*** Input records Section Begins ***
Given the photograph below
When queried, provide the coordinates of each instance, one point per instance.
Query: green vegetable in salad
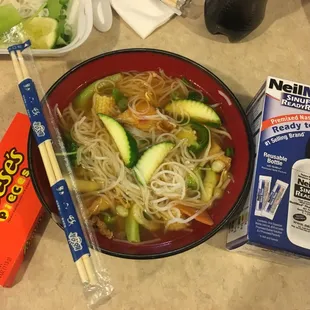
(9, 17)
(54, 8)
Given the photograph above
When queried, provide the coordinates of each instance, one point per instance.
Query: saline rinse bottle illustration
(298, 222)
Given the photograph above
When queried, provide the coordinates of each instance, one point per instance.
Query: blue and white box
(276, 216)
*** Input records Section Ends ***
*Brief*
Please repeat every line from the listing above exactly as it appears. Drop the pictures.

*Your response*
Given the photograph below
When queried, provide the coordinates of each instance, one point per instance.
Query: green vegetable in salad
(9, 17)
(54, 8)
Given the photograph above
When queried, provide the coordinates of each instance, one point per instance.
Query: saline rinse bottle illustration
(298, 222)
Given the photograph above
When queried, provide the coordinates of each instance, one point per instance.
Query: blue and white box
(276, 216)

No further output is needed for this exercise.